Work instructions - Give back each entry unchanged, minus pictures.

--- START OF The input ---

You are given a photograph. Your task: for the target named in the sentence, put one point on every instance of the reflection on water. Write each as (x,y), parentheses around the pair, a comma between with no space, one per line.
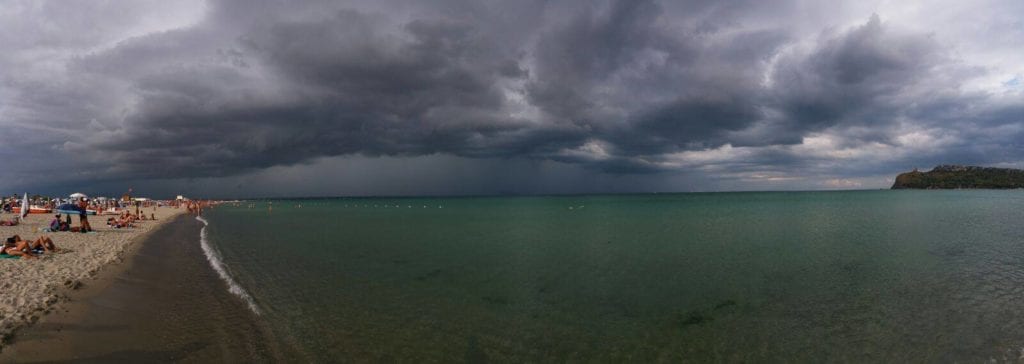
(837,276)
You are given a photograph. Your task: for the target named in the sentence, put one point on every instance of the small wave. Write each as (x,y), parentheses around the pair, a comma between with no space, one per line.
(218,265)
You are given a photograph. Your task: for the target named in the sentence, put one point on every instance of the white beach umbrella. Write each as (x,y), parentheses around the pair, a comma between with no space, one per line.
(25,205)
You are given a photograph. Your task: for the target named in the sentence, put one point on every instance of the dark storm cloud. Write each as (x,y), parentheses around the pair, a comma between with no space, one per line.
(622,87)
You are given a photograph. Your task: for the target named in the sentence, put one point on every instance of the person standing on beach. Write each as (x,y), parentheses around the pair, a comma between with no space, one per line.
(83,216)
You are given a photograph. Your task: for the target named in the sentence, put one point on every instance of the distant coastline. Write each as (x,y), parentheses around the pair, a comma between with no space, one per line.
(960,176)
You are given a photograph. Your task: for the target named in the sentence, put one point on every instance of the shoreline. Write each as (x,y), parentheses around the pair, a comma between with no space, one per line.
(164,304)
(34,288)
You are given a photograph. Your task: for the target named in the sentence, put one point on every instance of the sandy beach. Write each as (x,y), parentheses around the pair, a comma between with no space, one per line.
(32,287)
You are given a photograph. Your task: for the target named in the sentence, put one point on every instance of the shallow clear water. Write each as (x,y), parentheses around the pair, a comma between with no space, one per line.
(822,276)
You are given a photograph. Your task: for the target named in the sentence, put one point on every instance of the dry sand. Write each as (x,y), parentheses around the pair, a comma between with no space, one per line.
(30,288)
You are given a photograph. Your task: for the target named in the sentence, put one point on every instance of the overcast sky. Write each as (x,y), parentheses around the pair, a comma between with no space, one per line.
(251,97)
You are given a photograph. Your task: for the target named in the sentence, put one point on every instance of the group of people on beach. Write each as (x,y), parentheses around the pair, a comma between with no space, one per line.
(28,248)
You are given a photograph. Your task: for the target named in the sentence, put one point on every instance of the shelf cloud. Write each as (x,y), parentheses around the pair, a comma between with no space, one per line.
(632,92)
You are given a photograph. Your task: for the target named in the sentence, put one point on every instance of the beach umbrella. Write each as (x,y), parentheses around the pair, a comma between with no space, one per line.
(69,208)
(25,205)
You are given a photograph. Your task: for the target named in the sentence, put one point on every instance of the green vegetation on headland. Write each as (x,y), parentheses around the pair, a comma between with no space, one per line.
(958,176)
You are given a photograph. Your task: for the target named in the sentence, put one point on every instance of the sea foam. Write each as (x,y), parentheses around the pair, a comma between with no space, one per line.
(218,265)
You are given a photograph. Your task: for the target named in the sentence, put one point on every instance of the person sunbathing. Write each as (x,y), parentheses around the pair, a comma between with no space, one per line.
(42,242)
(16,247)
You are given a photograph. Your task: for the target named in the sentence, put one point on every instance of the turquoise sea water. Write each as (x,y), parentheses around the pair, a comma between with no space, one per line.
(810,276)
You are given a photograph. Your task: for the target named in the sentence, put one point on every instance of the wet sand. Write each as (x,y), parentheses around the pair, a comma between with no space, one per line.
(165,305)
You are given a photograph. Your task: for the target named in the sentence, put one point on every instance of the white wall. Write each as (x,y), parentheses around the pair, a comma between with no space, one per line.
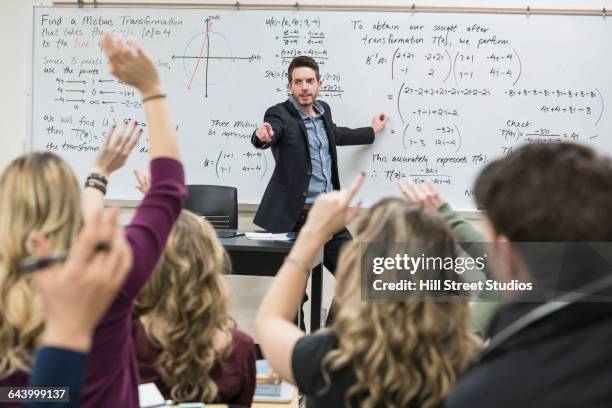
(16,48)
(15,80)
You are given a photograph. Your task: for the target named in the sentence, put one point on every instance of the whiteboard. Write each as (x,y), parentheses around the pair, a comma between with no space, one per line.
(461,89)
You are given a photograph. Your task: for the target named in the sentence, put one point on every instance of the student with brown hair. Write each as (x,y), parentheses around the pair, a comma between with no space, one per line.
(376,354)
(74,297)
(185,339)
(39,191)
(543,352)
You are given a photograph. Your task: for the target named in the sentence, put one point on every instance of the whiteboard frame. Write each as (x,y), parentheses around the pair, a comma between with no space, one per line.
(342,7)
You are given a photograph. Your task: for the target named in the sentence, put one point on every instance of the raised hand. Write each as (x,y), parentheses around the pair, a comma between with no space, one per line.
(130,63)
(77,294)
(143,179)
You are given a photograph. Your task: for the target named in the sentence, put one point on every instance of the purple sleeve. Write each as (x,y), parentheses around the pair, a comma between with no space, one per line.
(154,218)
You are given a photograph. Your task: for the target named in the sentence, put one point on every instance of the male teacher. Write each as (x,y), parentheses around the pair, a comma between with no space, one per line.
(303,138)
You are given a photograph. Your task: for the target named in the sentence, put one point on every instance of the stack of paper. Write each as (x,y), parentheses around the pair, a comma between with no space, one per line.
(268,236)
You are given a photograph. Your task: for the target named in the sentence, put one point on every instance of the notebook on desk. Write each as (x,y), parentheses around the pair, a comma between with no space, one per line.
(268,389)
(227,233)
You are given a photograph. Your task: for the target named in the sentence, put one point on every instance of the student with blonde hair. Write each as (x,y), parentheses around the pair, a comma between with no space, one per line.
(39,192)
(185,339)
(376,354)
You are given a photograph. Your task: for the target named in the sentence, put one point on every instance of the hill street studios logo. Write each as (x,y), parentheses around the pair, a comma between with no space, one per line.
(527,271)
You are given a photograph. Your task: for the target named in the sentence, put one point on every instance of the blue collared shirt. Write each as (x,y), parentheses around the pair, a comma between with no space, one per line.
(320,157)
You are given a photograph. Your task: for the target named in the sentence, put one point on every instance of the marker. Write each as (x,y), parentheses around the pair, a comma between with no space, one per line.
(34,263)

--- END OF The input ---

Output for this task -
You are given a photograph. Your task: for the target named in the sentence, put one point on every instance of the reflection on water. Write each as (x,y), parentheses around the pair, a comma between with no space, one per line.
(837,276)
You are given a photograph. Your task: for the target named in the sentence, put one point on every instance of the small wave. Write each as (x,y), parentheses around the pair, a comma between with no space, one per line.
(218,265)
You are given a photograph. Your task: for the target named in the sentence, put one point on every instance of the white beach umbrella. Write each as (x,y), parentheses around the pair, a comma between with no space, one per line.
(25,205)
You are given a photograph. Your task: for the target named in the sentence, put one point on every instance of the dark storm cloud. Write each as (x,y), parentheses around the pair, a comma between with no space, one per line.
(622,87)
You are given a photograph. Your task: for the target named in the sentence, put one point on every instance of the person standing on beach. Write each as (x,y), parentheses around the pair, a comma between with no space, one per line.
(83,216)
You are given a photograph. Your task: for the target named in the sentence, put one point on every instance of the distant coastline. Write each as (x,y), parentheses around the pair, a comma between with no space, one per line.
(960,176)
You are given a photograph. Your task: for the target named in the sentence, put one point on every instance of the shoreline. Write each as (x,y), parentheses around the pair, a comma between with no space, one per line.
(164,304)
(34,288)
You are given a photograph. Your task: for the target named in the sentence, put one point on every instance of the sandy beach. Write each as (x,y), parentheses around the pair, a comma between with no space, one per line.
(32,287)
You are given a photograph. Your task: for the target named in the sentence, put one point on every instance of the shallow clear water. Write each as (x,y), parentheses around the pair, a comma between with no space, one per line.
(822,276)
You are given a photograph. Your task: for the target named in the sentence, put one point on every instance of the dry sand. Write each as (x,y), parentheses around the pair, a comma between with no space, one per line.
(30,288)
You are given a photograph. Your task: for the target named in the sentence, put one point on every instance of the overcast sky. Write each as (x,y), parentheses around the pair, a comma between with no space, one per line.
(251,97)
You are given a photograph. Your task: for the target named in the sentence, put one point on every instance of the group of people on beach. Write each as (x,y), parentheses around the pair, a comma between with no space, one per line.
(28,248)
You are given a photograph. Your task: for the target named in the sentence, put one point on every instance of the shelf cloud. Write each as (x,y), parentheses around the pair, a comma between with no space, one per line.
(632,92)
You are given a photograph. Your task: for the target named in the sentence, put one point on every instance of the beach umbrella. Write each as (x,y), parentheses around the pair, a comma between with no space, one per line.
(69,208)
(25,205)
You are given a photograph. Your task: for the target named in the sentence, put one point on every instance of the green vegetation on headland. Write each as (x,y), parentheses around the pair, a comma between with no space, one per line.
(958,176)
You are given a photograph. Your task: for the target named in the sentence, put one point on every instance of the sea foam. Write each as (x,y), parentheses around the pair, a comma between with no space, one per line.
(218,265)
You are given a photograph. Your task: for the target named in the sentence, put one point on every instance of the person sunbathing. Write each as (x,y), parentheses around the pair, a comma between with no space, one per line.
(42,242)
(16,247)
You are given a photograph. Your task: for the target named in the sentence, put one point on every instance of the turquoise sea water. Write each as (x,y), parentheses around the pair, a comma between with no space, one per line.
(810,276)
You are given a photograph. Your task: for the target named in the sentence, put one point on every instance of the wet sand. Write each as (x,y), parentheses around the pair, a comma between with no space, one per line.
(165,305)
You are given a photograph. Your task: for the target named in the sentence, put one point on every instance of the white wall. Write each as (x,y), parentheses around the pair, a comma between with no space, one per line.
(16,48)
(15,80)
You are given a photograph. Your task: for the target named in the sentence, put one point on every instance of the whiteboard. Write each as (x,y), parentheses around the pair, a comma between with no space, one per line.
(461,89)
You are given a photograph. Your task: for the target named in the sentence, put one point on every instance of the student with brown hair. Write each as (x,y), parentheses around the pair, a comma between with no space, one per line.
(376,354)
(74,297)
(185,339)
(39,191)
(543,352)
You are given a photograph. Your task: for the target named in the sentence, put one point on every instance of the whiteboard frame. Write each as (x,y), parentheses around the pair, a comma between with no space, one per line.
(342,7)
You are given a photograph. Your task: for the target named in the sentence, put one point on every instance of the raised hand. Write each as (x,y), parentheses around the pair, a comma between with no space, one per line.
(130,63)
(77,294)
(143,179)
You are given a photograph. Your task: for the target named in the sentence, put one point on every instance of the purple sleeve. Write each as (x,y), parentheses around the pair, a comma between with no space, one per line.
(154,218)
You are given a photograph. Your task: for the target named in the sentence, put one point on every instance of the male teacher. Write each as (x,y), parentheses around the pair, a comma between with no space, one per line.
(303,138)
You are given a photograph. Your task: for the target named in the sentence, put one point on every instance of the stack of paper. Write each as (x,y), parentheses around the pair, a comma between with no space, one per line.
(268,236)
You are given a photograph. Your task: for the target named in the sentence, put one point on every instance of the notebook on desk. Write each as (x,y), parentheses around the pair, a comma between with no space, one per line.
(268,389)
(227,233)
You are given a photograph. Your task: for the target named in the sentence, put one point on every instance of the student with blonde hair. Write each as (x,y), parentheses around the pair, a comma between with no space, one per line.
(39,192)
(185,339)
(376,354)
You are given a photograph. Your task: for the target named in the sentence, put one point on every instance of the hill street studios logo. Write each as (x,y), parentheses around the pair, a comma between with no space, one per line.
(527,271)
You are given a photograph. Your task: for the target named in the sentence, put one point on every instance of the blue collared shirt. Write each as (x,y), parentheses around the pair, a comma between with no space, one per line.
(320,157)
You are given a photograph. Your task: for the target named in the sentence, put one point on every instance of the marker. Write each as (x,y), parentheses around the pair, a comma between with no space, one per line.
(34,263)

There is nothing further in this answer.